Required work. Starting at the line containing "Return the segmentation of every instance of the drummer" and ending at the last of the lines, swap "drummer" for "percussionist" and give only those lines again, with everything else unchanged.
>>>>>
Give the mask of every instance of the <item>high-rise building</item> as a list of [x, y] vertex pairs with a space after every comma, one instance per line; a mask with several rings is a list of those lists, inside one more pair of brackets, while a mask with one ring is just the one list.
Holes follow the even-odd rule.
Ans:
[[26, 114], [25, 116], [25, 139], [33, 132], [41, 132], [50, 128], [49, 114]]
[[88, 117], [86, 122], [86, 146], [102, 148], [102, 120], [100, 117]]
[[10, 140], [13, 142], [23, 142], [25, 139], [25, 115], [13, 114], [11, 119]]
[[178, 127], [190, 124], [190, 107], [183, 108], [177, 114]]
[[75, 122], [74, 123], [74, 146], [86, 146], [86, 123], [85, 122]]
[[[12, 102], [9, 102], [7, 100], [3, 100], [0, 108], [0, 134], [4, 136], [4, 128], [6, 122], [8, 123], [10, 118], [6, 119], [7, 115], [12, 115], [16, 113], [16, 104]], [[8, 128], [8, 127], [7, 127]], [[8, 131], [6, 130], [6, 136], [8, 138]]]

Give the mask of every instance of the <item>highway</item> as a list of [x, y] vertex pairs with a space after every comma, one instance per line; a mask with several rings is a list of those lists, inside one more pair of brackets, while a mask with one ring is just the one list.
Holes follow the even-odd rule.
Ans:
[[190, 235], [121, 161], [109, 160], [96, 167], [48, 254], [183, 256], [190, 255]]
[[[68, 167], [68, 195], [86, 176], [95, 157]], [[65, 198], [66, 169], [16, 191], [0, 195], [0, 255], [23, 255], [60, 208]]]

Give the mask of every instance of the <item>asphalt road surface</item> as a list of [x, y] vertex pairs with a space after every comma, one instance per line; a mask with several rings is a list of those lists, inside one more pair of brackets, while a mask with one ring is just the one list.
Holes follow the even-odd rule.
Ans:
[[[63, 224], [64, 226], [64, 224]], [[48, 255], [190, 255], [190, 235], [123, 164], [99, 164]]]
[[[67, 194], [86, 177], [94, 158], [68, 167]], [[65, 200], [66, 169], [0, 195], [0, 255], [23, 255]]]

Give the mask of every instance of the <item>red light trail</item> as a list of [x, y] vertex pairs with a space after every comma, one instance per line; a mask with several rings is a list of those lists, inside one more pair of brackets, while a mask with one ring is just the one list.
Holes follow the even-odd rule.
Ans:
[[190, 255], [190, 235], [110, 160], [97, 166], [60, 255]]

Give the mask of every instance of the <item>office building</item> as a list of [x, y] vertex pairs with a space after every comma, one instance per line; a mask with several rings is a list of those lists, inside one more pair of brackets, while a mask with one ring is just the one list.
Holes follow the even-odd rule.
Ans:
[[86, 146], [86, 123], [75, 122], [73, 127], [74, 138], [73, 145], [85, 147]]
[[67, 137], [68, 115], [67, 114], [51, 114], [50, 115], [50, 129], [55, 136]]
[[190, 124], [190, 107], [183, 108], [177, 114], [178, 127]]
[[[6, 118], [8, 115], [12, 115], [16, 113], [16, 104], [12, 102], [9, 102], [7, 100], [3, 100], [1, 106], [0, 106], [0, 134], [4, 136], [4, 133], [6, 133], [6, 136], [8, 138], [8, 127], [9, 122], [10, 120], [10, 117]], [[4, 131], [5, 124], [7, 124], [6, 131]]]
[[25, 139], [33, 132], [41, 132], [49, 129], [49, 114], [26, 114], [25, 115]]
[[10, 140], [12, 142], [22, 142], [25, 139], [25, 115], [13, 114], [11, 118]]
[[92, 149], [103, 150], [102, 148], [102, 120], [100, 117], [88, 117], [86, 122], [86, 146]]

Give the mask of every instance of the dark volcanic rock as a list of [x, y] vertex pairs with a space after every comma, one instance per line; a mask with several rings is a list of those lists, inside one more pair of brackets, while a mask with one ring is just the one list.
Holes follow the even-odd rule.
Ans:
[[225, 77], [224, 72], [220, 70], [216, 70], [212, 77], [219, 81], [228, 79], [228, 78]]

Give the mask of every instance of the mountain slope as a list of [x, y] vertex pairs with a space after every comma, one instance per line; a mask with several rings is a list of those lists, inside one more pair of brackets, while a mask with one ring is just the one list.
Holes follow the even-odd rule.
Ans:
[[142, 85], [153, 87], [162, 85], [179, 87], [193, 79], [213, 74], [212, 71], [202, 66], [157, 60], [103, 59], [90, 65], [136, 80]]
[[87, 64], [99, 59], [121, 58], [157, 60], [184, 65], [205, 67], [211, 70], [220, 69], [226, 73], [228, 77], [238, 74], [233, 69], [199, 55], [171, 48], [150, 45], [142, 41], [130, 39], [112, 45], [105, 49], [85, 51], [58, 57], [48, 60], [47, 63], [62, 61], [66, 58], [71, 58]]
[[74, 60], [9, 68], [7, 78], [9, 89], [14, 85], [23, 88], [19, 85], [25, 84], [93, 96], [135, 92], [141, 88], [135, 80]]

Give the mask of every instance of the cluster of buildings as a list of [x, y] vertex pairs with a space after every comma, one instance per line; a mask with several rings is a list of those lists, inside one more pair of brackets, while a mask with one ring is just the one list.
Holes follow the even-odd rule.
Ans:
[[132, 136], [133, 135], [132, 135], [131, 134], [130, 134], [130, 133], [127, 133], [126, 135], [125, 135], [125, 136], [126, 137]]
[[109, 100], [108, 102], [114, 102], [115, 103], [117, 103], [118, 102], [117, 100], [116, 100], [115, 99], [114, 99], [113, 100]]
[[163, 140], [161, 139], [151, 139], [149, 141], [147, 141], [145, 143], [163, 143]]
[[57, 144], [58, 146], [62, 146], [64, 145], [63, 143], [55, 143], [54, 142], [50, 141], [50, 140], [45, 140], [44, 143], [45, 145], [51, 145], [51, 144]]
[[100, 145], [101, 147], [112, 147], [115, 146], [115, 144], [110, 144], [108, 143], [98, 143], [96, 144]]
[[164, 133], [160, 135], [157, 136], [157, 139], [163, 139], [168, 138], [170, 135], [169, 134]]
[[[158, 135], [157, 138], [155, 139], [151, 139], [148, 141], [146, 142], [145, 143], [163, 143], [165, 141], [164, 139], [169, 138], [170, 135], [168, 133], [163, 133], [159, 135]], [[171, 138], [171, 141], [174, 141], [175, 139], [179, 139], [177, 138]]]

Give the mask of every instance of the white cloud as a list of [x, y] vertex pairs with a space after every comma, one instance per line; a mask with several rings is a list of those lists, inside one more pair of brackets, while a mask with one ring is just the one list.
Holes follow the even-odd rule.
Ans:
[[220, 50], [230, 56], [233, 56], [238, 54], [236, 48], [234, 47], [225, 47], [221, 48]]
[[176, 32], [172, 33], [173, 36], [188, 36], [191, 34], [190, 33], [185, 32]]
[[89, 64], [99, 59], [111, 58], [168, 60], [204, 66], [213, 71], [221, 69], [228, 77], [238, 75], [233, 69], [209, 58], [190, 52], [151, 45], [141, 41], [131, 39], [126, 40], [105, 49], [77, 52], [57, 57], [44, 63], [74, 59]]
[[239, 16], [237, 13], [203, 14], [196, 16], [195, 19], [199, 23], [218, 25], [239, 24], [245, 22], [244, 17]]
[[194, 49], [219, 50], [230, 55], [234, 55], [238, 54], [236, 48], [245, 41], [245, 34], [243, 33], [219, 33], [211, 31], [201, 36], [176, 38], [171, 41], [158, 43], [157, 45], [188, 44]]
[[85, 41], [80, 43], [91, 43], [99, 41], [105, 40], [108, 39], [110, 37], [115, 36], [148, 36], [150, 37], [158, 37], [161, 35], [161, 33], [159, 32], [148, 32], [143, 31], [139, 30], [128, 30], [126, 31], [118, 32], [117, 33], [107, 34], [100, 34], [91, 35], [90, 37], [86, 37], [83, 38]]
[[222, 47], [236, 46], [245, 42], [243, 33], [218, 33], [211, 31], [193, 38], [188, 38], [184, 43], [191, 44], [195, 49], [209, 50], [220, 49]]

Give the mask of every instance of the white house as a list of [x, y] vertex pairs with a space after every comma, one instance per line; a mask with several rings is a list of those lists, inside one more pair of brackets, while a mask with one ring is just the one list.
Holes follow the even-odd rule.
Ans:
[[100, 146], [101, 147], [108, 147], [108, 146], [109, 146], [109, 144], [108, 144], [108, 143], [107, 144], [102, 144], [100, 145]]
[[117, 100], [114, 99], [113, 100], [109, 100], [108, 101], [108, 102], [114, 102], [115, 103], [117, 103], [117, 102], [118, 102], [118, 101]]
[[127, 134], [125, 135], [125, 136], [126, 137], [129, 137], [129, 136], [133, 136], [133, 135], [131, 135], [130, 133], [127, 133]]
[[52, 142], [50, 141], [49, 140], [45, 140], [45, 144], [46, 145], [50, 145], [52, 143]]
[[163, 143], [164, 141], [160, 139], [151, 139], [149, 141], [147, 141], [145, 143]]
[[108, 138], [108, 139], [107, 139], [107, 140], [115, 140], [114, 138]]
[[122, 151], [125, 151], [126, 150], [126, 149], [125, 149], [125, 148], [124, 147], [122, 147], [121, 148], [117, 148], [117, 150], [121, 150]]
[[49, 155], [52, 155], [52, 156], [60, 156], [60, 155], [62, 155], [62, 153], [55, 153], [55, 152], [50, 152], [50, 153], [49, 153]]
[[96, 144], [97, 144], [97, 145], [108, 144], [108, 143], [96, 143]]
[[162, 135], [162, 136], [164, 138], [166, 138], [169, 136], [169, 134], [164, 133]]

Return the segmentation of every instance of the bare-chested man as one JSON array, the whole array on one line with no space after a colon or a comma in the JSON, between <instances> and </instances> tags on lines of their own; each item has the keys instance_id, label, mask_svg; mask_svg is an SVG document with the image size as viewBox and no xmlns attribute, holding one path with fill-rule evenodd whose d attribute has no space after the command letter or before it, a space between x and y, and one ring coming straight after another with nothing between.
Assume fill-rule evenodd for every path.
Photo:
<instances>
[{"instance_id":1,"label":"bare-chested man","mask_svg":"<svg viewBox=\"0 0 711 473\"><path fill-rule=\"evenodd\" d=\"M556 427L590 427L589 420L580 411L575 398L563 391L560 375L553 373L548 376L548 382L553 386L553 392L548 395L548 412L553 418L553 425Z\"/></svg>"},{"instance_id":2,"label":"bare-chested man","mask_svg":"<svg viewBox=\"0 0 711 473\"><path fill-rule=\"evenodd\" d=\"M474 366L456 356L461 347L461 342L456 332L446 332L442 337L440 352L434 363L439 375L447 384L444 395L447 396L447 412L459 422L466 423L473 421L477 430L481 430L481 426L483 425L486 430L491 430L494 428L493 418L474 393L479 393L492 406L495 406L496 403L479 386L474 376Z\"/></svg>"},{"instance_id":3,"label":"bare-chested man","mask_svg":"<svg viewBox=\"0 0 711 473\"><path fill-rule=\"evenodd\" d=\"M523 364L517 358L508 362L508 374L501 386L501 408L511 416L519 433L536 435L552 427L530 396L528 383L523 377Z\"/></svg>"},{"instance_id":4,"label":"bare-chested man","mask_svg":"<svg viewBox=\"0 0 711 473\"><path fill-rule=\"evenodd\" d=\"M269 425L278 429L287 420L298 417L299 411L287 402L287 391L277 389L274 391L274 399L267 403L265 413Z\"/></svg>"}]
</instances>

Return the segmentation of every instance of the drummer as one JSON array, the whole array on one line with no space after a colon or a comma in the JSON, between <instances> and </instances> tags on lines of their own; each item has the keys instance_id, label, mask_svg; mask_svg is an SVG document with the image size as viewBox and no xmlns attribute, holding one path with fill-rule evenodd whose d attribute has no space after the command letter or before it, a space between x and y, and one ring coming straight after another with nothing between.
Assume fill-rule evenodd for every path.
<<<<<
Finished exercise.
Return the segmentation of every instance of the percussionist as one JSON array, the whole array on one line with no space after a colon or a comma in the JSON, between <instances> and </instances> tags on lines of their own; each item has the keys instance_id, label, mask_svg; mask_svg is an SVG document with the image size as viewBox and no xmlns attribute, holding one path with fill-rule evenodd whose d attribute has no space after the command letter or before it, a space between x and y, and one ring coming straight after another with nothing between.
Assume fill-rule evenodd for every path.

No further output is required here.